(Point labeling dataset excerpts)
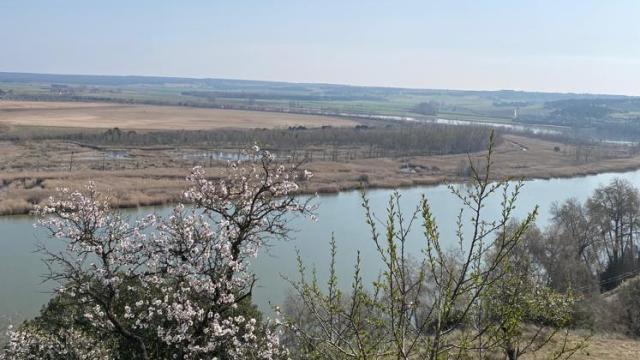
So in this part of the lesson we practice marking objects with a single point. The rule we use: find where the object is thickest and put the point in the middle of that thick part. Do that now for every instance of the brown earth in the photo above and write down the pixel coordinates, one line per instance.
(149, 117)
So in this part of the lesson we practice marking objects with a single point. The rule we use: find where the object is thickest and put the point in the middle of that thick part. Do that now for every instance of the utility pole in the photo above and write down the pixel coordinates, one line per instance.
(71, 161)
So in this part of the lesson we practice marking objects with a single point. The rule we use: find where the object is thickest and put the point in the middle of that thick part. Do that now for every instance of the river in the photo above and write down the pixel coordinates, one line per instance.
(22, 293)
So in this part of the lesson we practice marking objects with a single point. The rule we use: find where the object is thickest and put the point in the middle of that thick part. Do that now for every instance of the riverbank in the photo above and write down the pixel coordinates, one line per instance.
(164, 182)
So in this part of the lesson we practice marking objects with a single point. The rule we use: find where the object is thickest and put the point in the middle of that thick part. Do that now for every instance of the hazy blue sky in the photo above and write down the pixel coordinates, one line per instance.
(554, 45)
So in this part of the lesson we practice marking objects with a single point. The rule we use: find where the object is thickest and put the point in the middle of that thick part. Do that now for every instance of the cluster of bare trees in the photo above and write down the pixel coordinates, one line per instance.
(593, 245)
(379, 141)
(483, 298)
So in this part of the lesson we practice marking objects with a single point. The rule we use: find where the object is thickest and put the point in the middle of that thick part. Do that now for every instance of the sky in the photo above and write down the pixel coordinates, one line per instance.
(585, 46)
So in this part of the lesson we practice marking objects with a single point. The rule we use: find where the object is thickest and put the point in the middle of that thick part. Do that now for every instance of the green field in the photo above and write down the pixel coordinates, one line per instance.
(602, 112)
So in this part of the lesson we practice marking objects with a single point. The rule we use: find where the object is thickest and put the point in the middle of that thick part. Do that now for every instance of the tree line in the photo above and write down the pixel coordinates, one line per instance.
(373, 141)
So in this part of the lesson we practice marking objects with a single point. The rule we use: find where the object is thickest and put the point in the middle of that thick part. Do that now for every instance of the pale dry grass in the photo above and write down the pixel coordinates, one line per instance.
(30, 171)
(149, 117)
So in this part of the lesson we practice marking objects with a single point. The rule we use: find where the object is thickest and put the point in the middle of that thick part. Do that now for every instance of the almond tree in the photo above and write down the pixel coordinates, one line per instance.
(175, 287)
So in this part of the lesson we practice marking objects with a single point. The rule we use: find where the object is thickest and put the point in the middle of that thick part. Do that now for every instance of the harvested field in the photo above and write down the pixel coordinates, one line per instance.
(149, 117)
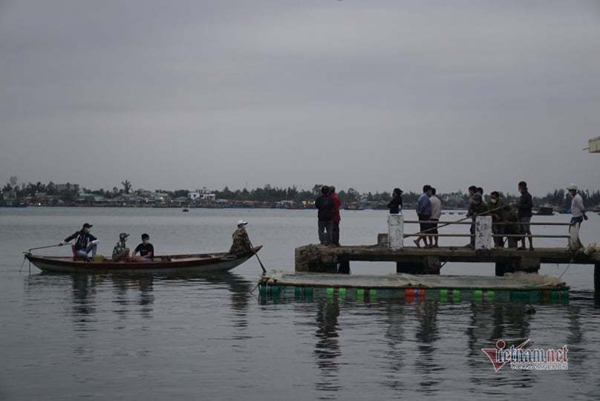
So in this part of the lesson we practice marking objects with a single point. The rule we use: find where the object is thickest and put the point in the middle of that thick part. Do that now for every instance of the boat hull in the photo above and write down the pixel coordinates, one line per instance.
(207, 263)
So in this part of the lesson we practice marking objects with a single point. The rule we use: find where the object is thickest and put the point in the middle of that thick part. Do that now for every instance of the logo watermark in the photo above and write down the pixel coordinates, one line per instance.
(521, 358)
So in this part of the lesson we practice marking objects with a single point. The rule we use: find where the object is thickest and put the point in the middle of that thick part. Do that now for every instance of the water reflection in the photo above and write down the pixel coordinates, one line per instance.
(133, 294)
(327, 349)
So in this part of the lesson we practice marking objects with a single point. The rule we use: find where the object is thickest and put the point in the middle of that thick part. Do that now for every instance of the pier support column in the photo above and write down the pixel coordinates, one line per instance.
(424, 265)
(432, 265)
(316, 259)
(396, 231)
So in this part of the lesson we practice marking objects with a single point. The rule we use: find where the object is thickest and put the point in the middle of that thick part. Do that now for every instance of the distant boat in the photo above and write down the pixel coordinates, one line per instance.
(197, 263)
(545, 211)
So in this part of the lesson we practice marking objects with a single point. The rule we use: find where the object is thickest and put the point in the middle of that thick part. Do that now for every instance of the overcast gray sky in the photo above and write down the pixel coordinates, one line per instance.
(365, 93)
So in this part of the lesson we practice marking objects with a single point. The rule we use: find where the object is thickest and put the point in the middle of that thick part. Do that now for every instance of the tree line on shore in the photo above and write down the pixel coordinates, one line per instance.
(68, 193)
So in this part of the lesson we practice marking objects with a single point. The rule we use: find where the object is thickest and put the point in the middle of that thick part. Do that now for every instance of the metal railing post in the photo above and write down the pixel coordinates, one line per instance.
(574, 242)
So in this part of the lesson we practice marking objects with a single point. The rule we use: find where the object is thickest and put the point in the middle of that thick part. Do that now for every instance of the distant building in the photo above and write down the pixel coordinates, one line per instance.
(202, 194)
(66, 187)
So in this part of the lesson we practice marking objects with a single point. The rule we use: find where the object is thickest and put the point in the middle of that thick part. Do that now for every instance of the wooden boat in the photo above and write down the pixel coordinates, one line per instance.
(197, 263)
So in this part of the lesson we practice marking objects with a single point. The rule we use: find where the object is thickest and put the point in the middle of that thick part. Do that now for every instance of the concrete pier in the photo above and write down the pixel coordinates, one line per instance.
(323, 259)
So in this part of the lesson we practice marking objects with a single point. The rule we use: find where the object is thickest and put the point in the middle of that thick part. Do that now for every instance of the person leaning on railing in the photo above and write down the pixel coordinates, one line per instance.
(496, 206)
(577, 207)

**What you are asked to do**:
Please repeat the entries exactly. Do not include the pictures.

**Response below**:
So in this part of the lesson we practice marking objects with a single point. The rule we use: find where the object is thickest and put the point in the middle of that thick part. Do that now for every instance of the brown earth in the photo above and write down the pixel coordinates, one line per instance.
(149, 117)
So in this part of the lesson we practice marking objects with a single point. The rule we use: find where the object is thickest and put the point in the middle of that thick part. Do that now for every instance of the utility pole in the photo above and write down the pixel coordinates, one line per instance.
(71, 161)
So in this part of the lesson we practice marking objects with a single point. The rule we use: find where the object is thickest and put the point in the middle of that thick part. Do that now for every instance of the river in the photo above and write down the pixel coordinates, one line per instance.
(22, 293)
So in this part of the lesson we practice marking objects with a single point. The rule we use: find where the object is thickest and put the point in the middle of that thick part. Do that now for every instance of the riverbank in the photo above and write down the pixel coordinates, one line per instance.
(164, 182)
So in this part of the lesson we practice marking objects with a single point. The rule we use: find where the object is thickest and put the point in the middle of that thick part. Do that now for every instance of the hazy blue sky in the photo above and write down the pixel coordinates, one line per instance.
(554, 45)
So in this part of the lesson we practice marking objects with a single point. The rule we use: find where the object is thickest and put the point in the middle of that thick part. Do that now for every instance of the cluster of bare trees in the photo above and write down the pixel coordinates, one line per instance.
(593, 245)
(379, 141)
(483, 298)
So in this part of the lesson we practice marking objects with a single point. The rule we use: find where the object is thickest and put the point in the middle of that thick part. Do that now for every instance of the sky in the photo above and write down the pixel coordinates, one line per instance.
(585, 46)
So in this part of the lesson we practice marking objects with a single point. The rule we use: find where the object is thickest and put the point in the middle of that thick part. Do that now for every instance of the green field in the photo above and write down the pixel coordinates, one line per instance.
(602, 112)
So in this part of the lesson we practice marking objects with a single point. The rule we use: find where the object is thickest and put the point in the middle of that thick part. Do that now for every instance of the tree line in the photo above and write down the pixel coordinates, one line per instance.
(373, 141)
So in this part of the lesson we practice marking objects with a single point. The rule we use: find where the object is thickest and put the point in the middle of that thick part. Do that now for every instance of the pale dry grass in the photo above and write down the pixel coordinates, one line per instance.
(30, 171)
(149, 117)
So in this part of the lesson we practice marking objects with a single point. The rule we use: find where the object is thickest and put the point in the middle of that thick part. Do that now for every instance of the almond tree in the photo above and write down the pixel coordinates, one line per instance.
(175, 287)
So in this part of the lesson we practice marking objects with a single point. The rule we use: find where the object is thickest and put the point in the middle of that thick part. Do that now for every instance of the harvested field in the photo above and write down the pixel coordinates, one line per instance.
(149, 117)
So in this part of the lesson we practice marking objects with a single point. The rule we use: find where the object is thickest and put the point in the middle of that thick part. Do that now for every instance of the boat hull in the photo above and write down the pixel coordinates, one line per instance.
(207, 263)
So in this part of the lesson we practice marking objects with a single point. The rule we use: find where the object is thickest and put the point in the middle of that thick part. Do that now for every instance of the logo watermark in the photo above and write down the pixel coordinates, one line per instance.
(521, 358)
So in this part of the lesson we practice marking objects with a single point. The rule we use: find where the object is thickest and put the point in the middle of that thick part. Do that now for every instance of the water reflection in the photo above and write down the pixel coordinates, one line per instance.
(133, 294)
(327, 349)
So in this part of the lesson we practice marking objects with a single point. The rule we use: find where the object is thickest and put the point in the middle of that thick part. Do that now for every instance of the pier support column in the photo above and write down the pixel coordinates, one line per instance.
(424, 265)
(432, 265)
(316, 259)
(396, 231)
So in this part of the lesson we practice marking objects with a single point. The rule we use: find where the object is thickest and put the point in the middle of that thick part. Do that now for every instance of the distant boat in the photo above and write down the pixel coordinates, one line per instance.
(197, 263)
(545, 211)
So in this part of the lesson we practice marking objects with a single point. The rule we use: find where the object is thickest and put the point in the middle of that thick part. Do that now for every instance of the overcast gray sky in the photo above and write down the pixel coordinates, one line per instance.
(365, 93)
So in this part of the lesson we practice marking objects with a single point. The rule we use: find where the object is thickest and put the point in the middle of that thick part. Do that now for every instance of the tree line on shore in the photo above and write down the pixel coordinates, one line per instance.
(68, 193)
So in this part of the lesson we practice marking objects with a single point. The rule we use: find where the object is thickest and put the point in the middle of that thick part. Do that now for every instance of the metal railing post in the photo above and write down the pixel coordinates, one line per instance.
(574, 242)
So in this part of the lesson we practice marking objects with a single point. The rule we use: find where the object is thickest and put the point in the middle of that thick part. Do that now for every instance of the distant building in the photo above and write down the pixel coordinates, one line per instance.
(202, 194)
(66, 187)
So in this part of the lesson we practice marking objects with a single point. The rule we use: find where the object is thickest and put the point in the middle of that thick part. Do that now for every instance of the wooden boat in the photo above and write down the pixel coordinates, one line per instance.
(197, 263)
So in this part of the lesson we practice marking objects with a single point. The rule we use: find where the object is thickest and put the point in the middle of that thick part. Do that now for every instance of the concrete pier in the photo above and write down the pixel coordinates, one line per instance.
(323, 259)
So in this part of the lesson we practice marking objects with a single point. The rule we use: find where the object is thickest and put the point in the middle of that thick part. Do that now for every instance of the person leaning on railing in the photo above and write down the pixel coordinates, one line per instance.
(496, 206)
(577, 207)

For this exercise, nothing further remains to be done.